### Quoted text:
[start]
At present no one was making practical assertion of the right. It was obviously, therefore, a dictate of prudence as well as of propriety to decline to consider the question now. It will be more in accordance with sound principle to assume that if the conduct complained of was illegal, and the parties guilty of it have ceased to violate the law, and are now observing it, they will continue in their observance from this time on. See In re Order of Railway Conductors, 1 I. C. C. Rep. 8; In re Traders' & Travelers' Union, Ib. 8; In re Iowa Barbed Steel Wire Co. Ib. 17; In re St. Louis Millers' Association, Ib. 20; In re Disabled Soldiers & Sailors, Ib. 28; Bishop v. Duval, 3 Ib.

J. T. Brooks, for complainants.
[end]
### Collected data:
[start]
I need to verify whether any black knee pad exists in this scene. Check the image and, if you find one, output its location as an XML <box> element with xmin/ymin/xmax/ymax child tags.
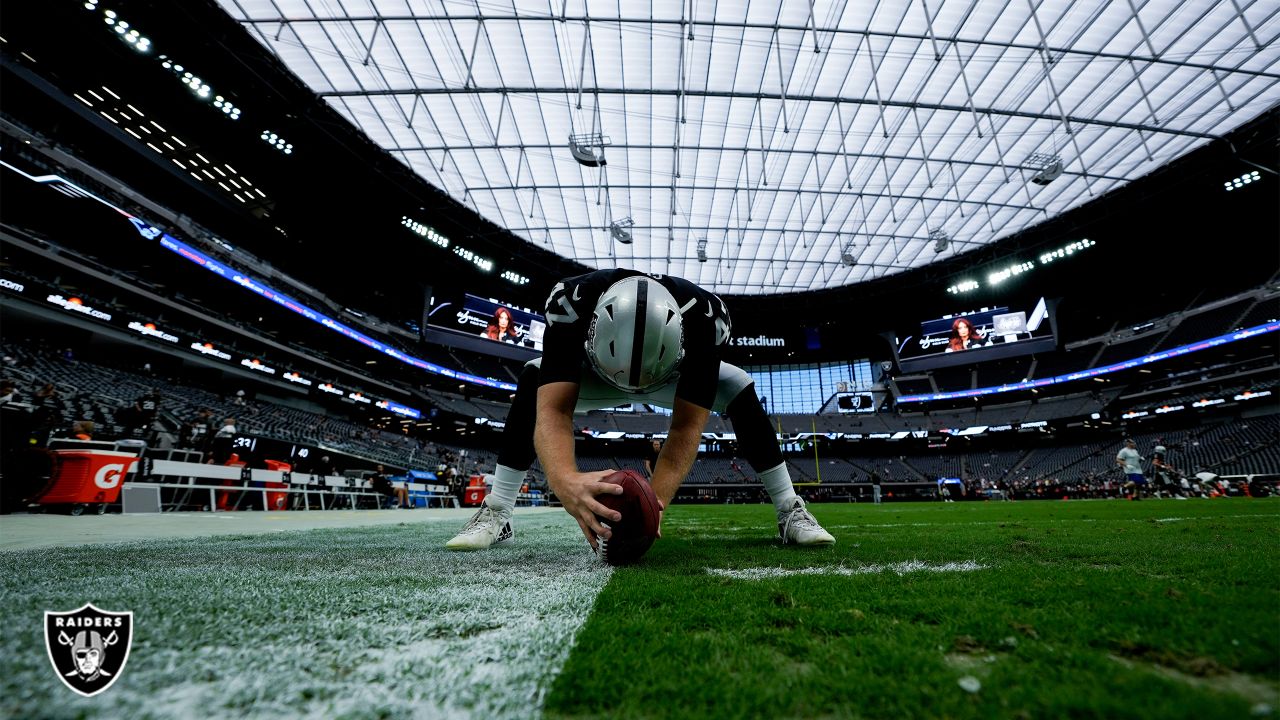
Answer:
<box><xmin>498</xmin><ymin>365</ymin><xmax>541</xmax><ymax>470</ymax></box>
<box><xmin>726</xmin><ymin>383</ymin><xmax>782</xmax><ymax>473</ymax></box>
[end]
### Work instructions:
(1) Using the legal excerpt, answer the following:
(a) According to its opening sentence, was anyone making practical assertion of the right at present?
(b) At what page of 1 I. C. C. Rep. is In re St. Louis Millers' Association cited?
(c) Who appeared for the complainants?
(2) According to the legal excerpt, why was declining to consider the question now considered appropriate?
The data shown above come from a separate source, not from the legal excerpt.

### Worked solutions:
(1)
(a) No, no one was making practical assertion of the right at present.
(b) Page 20.
(c) J. T. Brooks.

(2) Declining was appropriate because no one was making practical assertion of the right at present. That made declining a dictate of both prudence and propriety.